What you should do:
Of all the lines in the material, how many carry the string "flamingo"? Respond with the number by itself.

====================

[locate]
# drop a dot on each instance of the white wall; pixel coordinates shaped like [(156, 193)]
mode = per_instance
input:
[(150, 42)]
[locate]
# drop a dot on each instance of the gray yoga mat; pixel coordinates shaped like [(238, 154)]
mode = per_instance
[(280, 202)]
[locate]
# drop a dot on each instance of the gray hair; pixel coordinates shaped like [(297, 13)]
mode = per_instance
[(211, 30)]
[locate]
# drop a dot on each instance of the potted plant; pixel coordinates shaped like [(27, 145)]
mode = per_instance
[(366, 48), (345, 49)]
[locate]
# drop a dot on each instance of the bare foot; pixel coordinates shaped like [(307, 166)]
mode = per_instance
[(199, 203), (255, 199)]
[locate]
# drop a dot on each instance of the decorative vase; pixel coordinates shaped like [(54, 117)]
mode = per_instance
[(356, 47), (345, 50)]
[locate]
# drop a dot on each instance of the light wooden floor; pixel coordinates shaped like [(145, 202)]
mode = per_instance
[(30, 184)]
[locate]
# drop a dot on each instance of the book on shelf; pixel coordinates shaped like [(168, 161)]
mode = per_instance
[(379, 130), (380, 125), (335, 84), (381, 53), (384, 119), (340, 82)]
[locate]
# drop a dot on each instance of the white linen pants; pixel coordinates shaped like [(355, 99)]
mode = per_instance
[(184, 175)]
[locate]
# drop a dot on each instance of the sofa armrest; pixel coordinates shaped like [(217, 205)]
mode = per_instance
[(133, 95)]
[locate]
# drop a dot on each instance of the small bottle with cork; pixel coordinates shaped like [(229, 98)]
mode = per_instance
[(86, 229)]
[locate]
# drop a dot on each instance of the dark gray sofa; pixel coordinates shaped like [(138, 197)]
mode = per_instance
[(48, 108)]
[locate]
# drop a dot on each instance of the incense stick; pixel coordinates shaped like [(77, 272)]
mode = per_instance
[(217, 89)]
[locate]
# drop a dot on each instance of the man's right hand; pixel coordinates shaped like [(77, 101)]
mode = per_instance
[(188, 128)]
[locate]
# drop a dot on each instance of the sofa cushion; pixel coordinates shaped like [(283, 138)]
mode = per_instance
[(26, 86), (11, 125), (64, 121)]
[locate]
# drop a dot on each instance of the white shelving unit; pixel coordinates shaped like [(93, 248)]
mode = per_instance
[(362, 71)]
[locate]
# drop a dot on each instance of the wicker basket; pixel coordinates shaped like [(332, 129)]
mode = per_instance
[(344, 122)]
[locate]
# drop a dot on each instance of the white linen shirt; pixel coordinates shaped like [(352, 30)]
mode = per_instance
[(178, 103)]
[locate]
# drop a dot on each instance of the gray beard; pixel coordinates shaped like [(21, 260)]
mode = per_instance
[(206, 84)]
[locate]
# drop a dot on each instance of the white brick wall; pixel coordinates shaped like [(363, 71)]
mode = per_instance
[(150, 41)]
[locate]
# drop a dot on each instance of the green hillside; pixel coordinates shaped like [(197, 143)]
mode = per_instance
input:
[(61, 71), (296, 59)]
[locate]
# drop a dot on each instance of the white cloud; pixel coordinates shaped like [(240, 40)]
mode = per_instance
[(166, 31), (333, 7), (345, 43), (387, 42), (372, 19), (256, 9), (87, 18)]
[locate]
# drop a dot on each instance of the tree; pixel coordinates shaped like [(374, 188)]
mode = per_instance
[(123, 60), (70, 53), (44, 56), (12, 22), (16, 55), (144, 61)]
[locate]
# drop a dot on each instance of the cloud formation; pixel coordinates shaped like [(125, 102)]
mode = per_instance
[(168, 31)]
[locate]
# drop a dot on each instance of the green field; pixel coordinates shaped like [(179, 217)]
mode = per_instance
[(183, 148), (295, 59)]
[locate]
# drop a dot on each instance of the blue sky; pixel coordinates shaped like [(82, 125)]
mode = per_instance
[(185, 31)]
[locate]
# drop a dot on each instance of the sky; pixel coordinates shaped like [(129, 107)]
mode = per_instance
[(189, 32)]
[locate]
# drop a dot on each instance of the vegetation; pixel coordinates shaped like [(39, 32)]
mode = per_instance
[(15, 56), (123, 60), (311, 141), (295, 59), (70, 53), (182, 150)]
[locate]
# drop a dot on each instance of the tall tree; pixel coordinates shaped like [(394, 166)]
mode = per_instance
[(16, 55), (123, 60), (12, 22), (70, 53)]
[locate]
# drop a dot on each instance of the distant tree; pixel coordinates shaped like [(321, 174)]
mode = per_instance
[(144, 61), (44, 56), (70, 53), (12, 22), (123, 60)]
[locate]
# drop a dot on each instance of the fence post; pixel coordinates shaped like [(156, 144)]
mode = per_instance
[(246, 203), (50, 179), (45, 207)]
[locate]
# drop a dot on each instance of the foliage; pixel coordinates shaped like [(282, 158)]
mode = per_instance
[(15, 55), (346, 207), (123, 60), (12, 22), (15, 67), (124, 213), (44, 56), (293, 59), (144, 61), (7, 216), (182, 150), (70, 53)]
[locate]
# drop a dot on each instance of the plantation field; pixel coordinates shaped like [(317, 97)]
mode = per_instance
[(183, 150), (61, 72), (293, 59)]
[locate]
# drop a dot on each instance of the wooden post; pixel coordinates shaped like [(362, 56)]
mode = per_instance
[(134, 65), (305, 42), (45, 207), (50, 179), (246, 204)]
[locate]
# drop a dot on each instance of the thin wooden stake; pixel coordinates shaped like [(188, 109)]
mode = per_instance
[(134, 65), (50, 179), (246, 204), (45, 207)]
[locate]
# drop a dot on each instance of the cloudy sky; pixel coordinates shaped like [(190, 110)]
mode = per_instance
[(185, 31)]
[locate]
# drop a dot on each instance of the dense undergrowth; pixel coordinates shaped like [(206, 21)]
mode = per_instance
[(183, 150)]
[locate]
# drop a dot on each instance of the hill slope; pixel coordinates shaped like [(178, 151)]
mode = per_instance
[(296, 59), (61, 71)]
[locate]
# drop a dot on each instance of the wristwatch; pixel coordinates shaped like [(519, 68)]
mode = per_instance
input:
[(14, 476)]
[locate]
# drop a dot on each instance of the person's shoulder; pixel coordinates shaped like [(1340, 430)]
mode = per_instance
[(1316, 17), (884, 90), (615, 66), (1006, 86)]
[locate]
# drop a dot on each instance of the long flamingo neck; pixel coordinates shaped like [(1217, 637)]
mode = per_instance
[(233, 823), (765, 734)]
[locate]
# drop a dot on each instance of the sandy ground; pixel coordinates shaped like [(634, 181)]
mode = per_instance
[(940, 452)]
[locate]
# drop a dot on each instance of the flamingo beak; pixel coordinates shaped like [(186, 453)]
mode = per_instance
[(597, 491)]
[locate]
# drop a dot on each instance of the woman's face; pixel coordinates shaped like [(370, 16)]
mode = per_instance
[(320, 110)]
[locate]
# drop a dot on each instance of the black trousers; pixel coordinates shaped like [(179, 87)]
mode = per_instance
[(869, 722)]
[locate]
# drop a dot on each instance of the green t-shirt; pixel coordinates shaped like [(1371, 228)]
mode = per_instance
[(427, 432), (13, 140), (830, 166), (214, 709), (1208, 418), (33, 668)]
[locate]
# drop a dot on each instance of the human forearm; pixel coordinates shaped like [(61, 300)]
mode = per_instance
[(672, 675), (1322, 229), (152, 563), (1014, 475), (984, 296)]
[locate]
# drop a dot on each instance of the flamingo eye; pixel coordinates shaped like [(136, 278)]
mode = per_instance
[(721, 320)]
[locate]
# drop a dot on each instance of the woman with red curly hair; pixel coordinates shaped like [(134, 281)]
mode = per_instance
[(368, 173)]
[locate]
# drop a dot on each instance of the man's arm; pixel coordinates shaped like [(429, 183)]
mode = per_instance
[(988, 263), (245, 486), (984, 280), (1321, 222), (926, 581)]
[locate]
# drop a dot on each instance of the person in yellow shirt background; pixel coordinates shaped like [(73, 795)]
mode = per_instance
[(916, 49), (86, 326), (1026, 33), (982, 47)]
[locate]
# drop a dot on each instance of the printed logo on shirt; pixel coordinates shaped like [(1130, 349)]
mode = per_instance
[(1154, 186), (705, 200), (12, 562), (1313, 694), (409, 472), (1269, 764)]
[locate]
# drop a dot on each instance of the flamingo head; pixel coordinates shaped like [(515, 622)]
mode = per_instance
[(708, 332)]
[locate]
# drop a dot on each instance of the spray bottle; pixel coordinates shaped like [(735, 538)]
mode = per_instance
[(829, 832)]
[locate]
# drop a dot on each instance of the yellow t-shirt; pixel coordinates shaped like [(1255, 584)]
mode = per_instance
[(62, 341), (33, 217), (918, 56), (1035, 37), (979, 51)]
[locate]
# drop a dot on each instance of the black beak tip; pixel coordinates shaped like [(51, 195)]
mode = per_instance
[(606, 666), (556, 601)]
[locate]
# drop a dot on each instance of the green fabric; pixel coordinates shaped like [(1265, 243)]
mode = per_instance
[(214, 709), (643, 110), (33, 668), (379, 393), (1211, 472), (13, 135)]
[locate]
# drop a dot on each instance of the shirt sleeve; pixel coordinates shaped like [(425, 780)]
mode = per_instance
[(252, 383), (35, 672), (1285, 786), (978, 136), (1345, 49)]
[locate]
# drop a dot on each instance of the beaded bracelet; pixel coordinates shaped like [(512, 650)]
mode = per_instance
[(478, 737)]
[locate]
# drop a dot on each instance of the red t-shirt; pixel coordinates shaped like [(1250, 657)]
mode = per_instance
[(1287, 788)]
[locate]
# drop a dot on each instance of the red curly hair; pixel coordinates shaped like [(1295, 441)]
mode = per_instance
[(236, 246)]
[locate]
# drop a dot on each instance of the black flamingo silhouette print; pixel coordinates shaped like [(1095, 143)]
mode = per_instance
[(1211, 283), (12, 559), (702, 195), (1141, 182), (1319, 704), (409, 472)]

====================

Finished task:
5